It’s a neat framing device, but why does Spufford need the V2 deaths when he could just write a story about five people living through the second half of the 20th century? Isn’t life unpredictable enough without the hypothetical of a violent death? The individuals at the heart of the novel are not real, nor is the London borough of Bexford where they are raised. Moreover, they lead lives so ordinary that their continued existence in no way changes the alignment of real-world events. I couldn’t help feeling the concept undermined the book rather than strengthened it, especially since the rest of the novel is a powerful reminder of the virtues of invention.

In the first section, set in 1949, we see the children lining up in the school playground: “The colour of the hush is a hard grey, thinks Jo, like a tarnished spoon.” Spufford checks up on his characters in intervals of 15 years: 1964, 1979, 1994 and 2009. Ben succumbs to schizophrenia; Vern wheels and deals his way in the world of property development; Alec fights for his typesetting job at the Times; Jo pursues a musical career; Val confronts the horror of being in a relationship with a neo-fascist. We witness their failures as well as their epiphanies. All are marked by history. Vern’s business suffers with every boom and bust; Val’s partner is increasingly incensed by black and Asian immigrants. But there are positive changes, too: shifts in attitudes to mental health help Ben to recover; Jo’s gay son is able to live openly with his Sri Lankan boyfriend.

[See also: How Mary-Kay Wilmers transformed the London Review of Books]

Curiously, given this was a time of great social mobility, Spufford sends none of his five to university. Vern becomes a millionaire, though it’s Jo, with her rock star lifestyle in Los Angeles, who travels the farthest culturally. Still, the novel teems with life experience. Spufford can evoke what it feels like to drive through LA at night – “hot gusts, sage-smelling” – and, a few pages later, a rainy traffic jam between the Swanley and Sidcup bypass. There’s a deep and pleasurable Britishness to the novel, from the Health Service spectacles the children wear in 1949 to state school bureaucracy in the final years of New Labour via the top deck of a London bus on Saturday night.

--------------------------------

▸ Given instruction a
List every character from Spufford's novel whom the passage mentions by name.
The rows that follow are unrelated to the passage about Spufford's novel.

--------------------------------

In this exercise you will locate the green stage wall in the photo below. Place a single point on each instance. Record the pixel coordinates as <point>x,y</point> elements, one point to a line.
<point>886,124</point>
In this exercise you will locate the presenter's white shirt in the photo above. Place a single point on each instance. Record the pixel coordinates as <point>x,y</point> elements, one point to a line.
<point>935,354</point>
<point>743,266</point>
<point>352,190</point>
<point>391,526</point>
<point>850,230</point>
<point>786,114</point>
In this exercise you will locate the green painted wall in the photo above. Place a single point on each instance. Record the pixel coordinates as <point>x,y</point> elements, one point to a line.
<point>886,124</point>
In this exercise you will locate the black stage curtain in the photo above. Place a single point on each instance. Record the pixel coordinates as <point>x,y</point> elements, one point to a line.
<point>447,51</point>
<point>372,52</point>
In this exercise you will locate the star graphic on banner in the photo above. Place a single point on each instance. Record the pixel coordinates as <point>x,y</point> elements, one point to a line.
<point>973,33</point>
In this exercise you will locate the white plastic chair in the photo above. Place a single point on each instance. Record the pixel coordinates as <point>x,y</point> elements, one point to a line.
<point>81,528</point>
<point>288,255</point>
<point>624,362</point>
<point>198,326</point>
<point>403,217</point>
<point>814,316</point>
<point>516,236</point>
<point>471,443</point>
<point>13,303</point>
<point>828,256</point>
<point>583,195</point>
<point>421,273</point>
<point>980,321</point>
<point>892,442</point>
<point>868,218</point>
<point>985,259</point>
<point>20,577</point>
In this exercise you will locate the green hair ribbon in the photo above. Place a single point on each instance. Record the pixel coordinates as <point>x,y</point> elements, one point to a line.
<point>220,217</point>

--------------------------------

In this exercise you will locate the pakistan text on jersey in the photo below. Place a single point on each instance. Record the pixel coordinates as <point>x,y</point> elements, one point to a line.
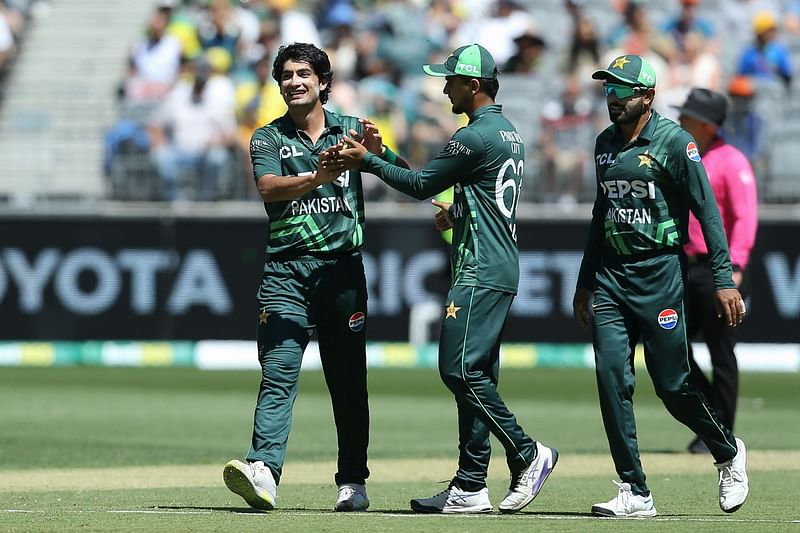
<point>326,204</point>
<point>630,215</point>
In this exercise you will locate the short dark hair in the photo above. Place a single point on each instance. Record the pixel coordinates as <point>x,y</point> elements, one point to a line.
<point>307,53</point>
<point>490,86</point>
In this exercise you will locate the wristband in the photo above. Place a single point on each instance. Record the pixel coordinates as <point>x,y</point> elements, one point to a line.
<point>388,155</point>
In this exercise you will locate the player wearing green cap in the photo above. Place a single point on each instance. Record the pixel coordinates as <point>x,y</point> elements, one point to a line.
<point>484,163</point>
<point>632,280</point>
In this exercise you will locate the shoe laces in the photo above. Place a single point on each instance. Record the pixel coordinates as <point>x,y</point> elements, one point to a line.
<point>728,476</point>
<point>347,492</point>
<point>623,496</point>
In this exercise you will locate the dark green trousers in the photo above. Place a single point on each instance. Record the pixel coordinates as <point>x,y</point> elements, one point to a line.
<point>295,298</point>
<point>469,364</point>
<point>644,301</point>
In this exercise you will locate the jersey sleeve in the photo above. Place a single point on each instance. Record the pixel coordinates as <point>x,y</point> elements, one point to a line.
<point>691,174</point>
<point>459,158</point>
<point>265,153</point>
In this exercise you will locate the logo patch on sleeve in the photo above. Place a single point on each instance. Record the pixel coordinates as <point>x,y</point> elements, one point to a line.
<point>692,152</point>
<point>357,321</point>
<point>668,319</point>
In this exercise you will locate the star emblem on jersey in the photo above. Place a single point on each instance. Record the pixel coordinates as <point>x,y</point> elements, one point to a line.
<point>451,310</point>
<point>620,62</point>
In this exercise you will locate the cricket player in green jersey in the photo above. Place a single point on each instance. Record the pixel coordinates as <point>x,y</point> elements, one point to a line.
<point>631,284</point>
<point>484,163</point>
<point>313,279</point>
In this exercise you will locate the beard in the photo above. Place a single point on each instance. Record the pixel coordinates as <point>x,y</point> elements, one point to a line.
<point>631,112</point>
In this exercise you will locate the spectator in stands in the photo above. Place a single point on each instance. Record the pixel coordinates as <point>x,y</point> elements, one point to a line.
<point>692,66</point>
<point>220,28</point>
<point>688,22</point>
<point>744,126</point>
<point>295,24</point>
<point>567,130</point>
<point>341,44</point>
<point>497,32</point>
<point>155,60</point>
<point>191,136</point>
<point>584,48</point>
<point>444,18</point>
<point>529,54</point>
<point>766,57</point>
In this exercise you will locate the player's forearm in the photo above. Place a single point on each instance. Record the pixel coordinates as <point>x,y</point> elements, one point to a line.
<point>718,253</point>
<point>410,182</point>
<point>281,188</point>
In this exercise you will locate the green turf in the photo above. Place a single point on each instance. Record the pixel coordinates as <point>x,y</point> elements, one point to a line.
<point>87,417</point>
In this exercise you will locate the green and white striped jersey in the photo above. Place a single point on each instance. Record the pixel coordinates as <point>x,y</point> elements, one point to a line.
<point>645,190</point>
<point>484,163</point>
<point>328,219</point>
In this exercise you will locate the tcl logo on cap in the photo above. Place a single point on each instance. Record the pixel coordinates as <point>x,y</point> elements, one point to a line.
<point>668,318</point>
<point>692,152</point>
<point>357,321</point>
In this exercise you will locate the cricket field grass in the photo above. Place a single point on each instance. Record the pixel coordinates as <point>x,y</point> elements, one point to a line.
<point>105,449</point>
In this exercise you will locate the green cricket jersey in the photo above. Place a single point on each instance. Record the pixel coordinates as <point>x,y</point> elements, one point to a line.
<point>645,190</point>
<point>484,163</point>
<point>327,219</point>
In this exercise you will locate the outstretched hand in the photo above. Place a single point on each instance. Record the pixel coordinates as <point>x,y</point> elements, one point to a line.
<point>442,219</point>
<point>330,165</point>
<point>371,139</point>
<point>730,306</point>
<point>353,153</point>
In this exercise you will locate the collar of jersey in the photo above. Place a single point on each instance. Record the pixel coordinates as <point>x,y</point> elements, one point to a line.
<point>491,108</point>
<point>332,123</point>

--------------------------------

▸ Given instruction b
Transcribe the rows verbatim, covering the stretch from the row containing "In this exercise you will locate the player wearing" through the row containing "<point>265,153</point>".

▸ Complete response a
Jo, Ben, Vern, Alec, Val

▸ Complete response b
In this exercise you will locate the player wearing green cap in the photo above. Place a single point on each instance. Record the pixel coordinates as <point>x,y</point> elements, one point to a line.
<point>484,163</point>
<point>632,280</point>
In this exercise you will locate the shoe laces in the photo above. Place a single point on each instance. Record the pixel coordinates as <point>x,y</point> elements, one point to a line.
<point>728,476</point>
<point>347,492</point>
<point>623,496</point>
In this exercise you will locate the dark green trousers in the photo above. Place a single point on each instance. Record the pixel coordinates as <point>x,y</point> elements, one point to a line.
<point>295,298</point>
<point>469,364</point>
<point>644,301</point>
In this exercise you will locate the jersey sleeve in the photo above. Place a single point on each instance. Record the pixel coordinates as <point>x,y</point> elements, one point to a line.
<point>691,174</point>
<point>459,158</point>
<point>265,153</point>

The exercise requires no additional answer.